Published July 3, 2012 - Muscat Daily. Click here to view article on the newspaper's website.
You guessed right. Today’s column is about the Dhofar monsoon season, commonly referred to as the ‘Khareef’. What kind of Dhofari would I be if I didn’t write an annual piece on our overrated rainy season? Nearly a fortnight ago the first drops of rain graced my car windshield at 7 am as the south of Oman slipped gently into Khareef mode.
To most outsiders, Khareef-mode means monsoon rain and emerald green mountains. To Dhofaris it means - among other things - weddings, picnics, mud, Salalah Tourism Festival, insane traffic, monsoon bugs, tourists and yes… rain.
As hundreds of thousands of GCC nationals and locals from the north of Oman flock to Salalah to escape the soaring summer temperatures in July, yours truly gets on the first plane out of this town.
To be honest, I had planned to write a piece describing why I can’t bear the festival or being in Salalah during the peak of tourist season. However, in a moment of serenity a couple of days ago while cruising at an altitude of 2,000 feet in a hot air balloon in a faraway land, a voice inside my head told me to stop being a snob.
Despite my short bouts of pessimism, July is actually a really fun time to be in Salalah. First of all, the weather is really great compared to the rest of the Arabian Gulf. Temperatures hover around the mid-twenties during July, August and most of September. To quote last year’s Khareef column ‘The heavy mist, gushing springs and emerald green mountains may look like tropical East Asia or even Scotland until you spot the first herd of camels grazing happily in a valley of wild flowers and butterflies. Sometimes it’s too good to be true, and it’s unbelievable to think that just a few hundred kilometres away lie the rolling sand dunes of the Empty Quarter’.

Data entries
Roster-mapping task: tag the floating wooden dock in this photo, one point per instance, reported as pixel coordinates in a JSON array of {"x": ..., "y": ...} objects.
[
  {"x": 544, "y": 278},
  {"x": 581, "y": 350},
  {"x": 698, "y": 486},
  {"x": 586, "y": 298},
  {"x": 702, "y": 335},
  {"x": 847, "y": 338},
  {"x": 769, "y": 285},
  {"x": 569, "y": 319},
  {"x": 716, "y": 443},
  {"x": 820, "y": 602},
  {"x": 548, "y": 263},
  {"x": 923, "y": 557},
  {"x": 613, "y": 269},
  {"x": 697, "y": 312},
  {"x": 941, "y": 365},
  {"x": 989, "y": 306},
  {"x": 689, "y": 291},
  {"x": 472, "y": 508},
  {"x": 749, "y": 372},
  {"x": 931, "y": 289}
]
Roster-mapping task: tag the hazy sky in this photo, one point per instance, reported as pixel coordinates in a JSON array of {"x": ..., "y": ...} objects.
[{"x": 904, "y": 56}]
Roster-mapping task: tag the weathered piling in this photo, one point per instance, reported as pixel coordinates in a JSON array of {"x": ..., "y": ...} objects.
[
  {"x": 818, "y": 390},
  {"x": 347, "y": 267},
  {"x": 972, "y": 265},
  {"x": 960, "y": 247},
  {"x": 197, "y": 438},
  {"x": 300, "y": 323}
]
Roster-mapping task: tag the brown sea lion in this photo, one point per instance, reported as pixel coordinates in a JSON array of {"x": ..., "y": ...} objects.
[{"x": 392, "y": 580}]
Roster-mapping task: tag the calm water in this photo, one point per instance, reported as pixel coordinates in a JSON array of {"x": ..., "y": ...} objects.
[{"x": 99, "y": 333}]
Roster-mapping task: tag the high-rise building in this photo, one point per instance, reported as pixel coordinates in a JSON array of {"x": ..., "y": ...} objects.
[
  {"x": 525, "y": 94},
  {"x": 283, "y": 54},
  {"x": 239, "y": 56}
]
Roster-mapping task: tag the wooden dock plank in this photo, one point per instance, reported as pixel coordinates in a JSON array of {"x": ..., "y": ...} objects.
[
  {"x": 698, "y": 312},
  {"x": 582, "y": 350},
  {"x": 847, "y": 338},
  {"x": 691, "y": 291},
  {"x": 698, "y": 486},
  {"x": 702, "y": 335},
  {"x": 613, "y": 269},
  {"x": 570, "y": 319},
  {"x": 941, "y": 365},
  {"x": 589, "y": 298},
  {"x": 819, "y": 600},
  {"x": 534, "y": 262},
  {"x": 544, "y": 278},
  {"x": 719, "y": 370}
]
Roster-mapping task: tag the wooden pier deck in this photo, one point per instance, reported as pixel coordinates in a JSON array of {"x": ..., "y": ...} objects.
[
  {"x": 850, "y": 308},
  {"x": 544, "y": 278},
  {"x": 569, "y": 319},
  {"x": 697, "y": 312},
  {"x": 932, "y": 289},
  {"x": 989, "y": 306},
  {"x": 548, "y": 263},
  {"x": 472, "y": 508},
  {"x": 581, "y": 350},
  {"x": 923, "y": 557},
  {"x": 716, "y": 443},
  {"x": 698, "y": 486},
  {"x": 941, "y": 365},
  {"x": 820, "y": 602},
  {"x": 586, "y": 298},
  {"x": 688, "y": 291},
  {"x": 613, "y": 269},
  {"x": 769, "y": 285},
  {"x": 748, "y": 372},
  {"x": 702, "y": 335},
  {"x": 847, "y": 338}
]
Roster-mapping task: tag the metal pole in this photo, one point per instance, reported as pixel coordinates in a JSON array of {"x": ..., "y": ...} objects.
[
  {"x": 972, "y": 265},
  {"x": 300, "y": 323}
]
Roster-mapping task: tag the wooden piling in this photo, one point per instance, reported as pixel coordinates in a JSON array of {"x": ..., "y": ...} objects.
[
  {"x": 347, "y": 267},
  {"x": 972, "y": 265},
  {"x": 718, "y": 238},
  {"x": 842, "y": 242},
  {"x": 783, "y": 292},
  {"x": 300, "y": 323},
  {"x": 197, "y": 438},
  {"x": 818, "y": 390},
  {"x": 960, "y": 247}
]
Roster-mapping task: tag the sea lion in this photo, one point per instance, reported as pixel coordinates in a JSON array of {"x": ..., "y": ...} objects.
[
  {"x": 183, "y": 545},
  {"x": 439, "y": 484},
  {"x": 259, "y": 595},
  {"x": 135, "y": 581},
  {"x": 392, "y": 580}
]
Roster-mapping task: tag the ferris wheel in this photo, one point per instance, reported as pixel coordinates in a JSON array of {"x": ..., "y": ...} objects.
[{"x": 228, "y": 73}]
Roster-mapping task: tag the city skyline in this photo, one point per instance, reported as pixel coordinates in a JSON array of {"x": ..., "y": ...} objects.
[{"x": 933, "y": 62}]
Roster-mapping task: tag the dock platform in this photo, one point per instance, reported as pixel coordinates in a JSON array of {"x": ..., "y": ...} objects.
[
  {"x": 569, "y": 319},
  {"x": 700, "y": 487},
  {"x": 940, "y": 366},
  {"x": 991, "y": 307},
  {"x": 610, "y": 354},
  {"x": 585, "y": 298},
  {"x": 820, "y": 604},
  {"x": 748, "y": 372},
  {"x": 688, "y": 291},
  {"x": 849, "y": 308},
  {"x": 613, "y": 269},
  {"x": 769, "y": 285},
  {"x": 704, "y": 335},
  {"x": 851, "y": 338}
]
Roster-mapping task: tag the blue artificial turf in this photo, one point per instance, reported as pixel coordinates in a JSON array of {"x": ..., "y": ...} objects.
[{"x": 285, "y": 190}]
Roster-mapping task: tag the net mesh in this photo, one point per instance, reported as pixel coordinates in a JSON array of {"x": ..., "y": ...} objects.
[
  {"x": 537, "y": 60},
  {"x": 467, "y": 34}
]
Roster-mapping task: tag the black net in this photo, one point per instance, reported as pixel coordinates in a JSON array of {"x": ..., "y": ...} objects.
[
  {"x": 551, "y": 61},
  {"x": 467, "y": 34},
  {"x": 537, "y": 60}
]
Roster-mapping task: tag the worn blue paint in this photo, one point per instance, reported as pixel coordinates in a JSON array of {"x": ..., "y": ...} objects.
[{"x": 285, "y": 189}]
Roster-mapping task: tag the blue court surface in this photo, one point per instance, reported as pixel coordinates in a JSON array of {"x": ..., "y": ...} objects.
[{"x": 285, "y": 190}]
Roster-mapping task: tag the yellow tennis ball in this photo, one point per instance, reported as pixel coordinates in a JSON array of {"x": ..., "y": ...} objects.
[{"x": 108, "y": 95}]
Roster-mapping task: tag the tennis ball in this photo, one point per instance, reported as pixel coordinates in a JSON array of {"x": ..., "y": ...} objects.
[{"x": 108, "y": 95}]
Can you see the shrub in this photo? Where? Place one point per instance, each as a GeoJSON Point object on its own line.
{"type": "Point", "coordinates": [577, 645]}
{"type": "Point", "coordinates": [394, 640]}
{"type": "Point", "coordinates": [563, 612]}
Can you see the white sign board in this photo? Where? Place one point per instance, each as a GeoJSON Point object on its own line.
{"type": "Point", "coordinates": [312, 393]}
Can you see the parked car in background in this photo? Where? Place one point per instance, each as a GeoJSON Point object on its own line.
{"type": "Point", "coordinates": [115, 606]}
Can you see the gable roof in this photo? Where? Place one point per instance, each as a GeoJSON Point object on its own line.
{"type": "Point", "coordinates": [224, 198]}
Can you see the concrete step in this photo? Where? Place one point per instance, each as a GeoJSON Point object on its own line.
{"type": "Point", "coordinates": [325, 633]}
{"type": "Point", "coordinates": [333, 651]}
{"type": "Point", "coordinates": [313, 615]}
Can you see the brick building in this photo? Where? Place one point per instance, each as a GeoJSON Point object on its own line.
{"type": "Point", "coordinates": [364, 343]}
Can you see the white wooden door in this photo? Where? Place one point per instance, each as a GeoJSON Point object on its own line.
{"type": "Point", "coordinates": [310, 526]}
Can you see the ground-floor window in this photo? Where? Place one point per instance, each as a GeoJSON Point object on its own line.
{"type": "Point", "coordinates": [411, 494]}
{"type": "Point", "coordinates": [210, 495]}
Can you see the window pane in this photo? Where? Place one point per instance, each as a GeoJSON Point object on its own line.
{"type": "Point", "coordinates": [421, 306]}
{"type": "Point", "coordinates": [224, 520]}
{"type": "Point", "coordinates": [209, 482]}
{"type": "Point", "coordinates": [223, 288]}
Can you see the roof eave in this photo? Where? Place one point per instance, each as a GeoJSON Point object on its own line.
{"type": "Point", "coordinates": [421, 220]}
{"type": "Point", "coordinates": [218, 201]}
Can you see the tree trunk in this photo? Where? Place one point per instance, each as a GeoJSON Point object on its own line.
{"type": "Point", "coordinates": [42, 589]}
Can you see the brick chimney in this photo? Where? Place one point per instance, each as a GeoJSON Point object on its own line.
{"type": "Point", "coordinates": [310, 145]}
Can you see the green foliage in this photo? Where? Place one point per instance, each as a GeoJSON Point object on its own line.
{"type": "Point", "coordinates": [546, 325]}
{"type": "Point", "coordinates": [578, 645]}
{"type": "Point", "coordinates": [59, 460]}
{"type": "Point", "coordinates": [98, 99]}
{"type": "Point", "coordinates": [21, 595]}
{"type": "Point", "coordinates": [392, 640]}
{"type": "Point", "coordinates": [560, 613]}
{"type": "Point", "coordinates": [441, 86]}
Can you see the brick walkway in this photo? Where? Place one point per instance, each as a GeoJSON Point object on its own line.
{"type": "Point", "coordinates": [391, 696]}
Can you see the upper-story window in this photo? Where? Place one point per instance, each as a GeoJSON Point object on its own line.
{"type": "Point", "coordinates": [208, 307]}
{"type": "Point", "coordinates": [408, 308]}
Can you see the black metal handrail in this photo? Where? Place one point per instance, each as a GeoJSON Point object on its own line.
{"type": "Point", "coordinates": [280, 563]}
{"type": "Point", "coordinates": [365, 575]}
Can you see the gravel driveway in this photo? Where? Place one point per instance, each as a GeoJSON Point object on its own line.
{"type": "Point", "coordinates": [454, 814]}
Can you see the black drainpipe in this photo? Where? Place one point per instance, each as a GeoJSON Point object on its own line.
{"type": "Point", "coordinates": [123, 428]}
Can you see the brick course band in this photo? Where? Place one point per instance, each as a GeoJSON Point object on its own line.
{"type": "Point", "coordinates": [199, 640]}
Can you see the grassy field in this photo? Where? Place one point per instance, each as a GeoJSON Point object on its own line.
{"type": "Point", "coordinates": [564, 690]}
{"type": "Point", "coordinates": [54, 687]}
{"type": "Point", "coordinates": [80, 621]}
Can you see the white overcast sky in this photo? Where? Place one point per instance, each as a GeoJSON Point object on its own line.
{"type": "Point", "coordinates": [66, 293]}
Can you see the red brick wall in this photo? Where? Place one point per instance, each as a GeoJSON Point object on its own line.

Assigned task A
Reproduce the passage of the Khareef column that begins at the words "Published July 3, 2012" and stops after "of this town.".
Assigned task B
Carry on the Khareef column from the point where it stops.

Written reply A
Published July 3, 2012 - Muscat Daily. Click here to view article on the newspaper's website.
You guessed right. Today’s column is about the Dhofar monsoon season, commonly referred to as the ‘Khareef’. What kind of Dhofari would I be if I didn’t write an annual piece on our overrated rainy season? Nearly a fortnight ago the first drops of rain graced my car windshield at 7 am as the south of Oman slipped gently into Khareef mode.
To most outsiders, Khareef-mode means monsoon rain and emerald green mountains. To Dhofaris it means - among other things - weddings, picnics, mud, Salalah Tourism Festival, insane traffic, monsoon bugs, tourists and yes… rain.
As hundreds of thousands of GCC nationals and locals from the north of Oman flock to Salalah to escape the soaring summer temperatures in July, yours truly gets on the first plane out of this town.

Written reply B
Between June 21 and July 18 this year, all the action will be taking place at the Salalah Tourism Festival. I have not been to the festival for a couple of years, but I keep tabs on the different activities and exhibitions that are held at the festival grounds. Highlights include the usual exhibitions, cultural events, concerts, traditional dancing and music, theme park, camel rides, and plenty of great food. The shopping pavilions hosting cheap products from China are a big hit with the women. If you’d like to acquire a few bargaining skills, I suggest you shadow a Dhofari woman at one of the shopping pavilions for a couple of hours.
Over the years the festival has hosted some incredibly wacky events including cheap freak shows involving half-animal half-human creatures, strange eastern European dance troupes and odd talent shows. This year’s wacky touch includes a traditional medicine kiosk where you can get branded with a hot iron rod (I kid you not). They also offer blood-letting services. Google it.
The festival means a lot to many people in Dhofar. It’s a fun place to take the kids and there are plenty of activities to keep all members of the family entertained. If I were to brave the festival at some point in the next few years, I’d probably head straight for the book exhibition and photography exhibitions. I might also stay for the daily fireworks and stop by the heritage village to see some of the dancing. I have a soft spot for traditional music.
All in all, monsoon is a great time to visit Salalah. The beaches may not be at their finest, but the rest of the atmosphere makes up for it. This year the holy month of fasting – Ramadhan – is expected sometime around July 20 depending on the sighting of the moon. This of course has affected the dates for the festival and will affect tourism in Dhofar. However, as far as I’m concerned the best time to visit Salalah is afterRamadhan. Dhofar will be at its greenest and hopefully the number of tourists will have declined. You might just be able to find a hotel room and a picnic spot!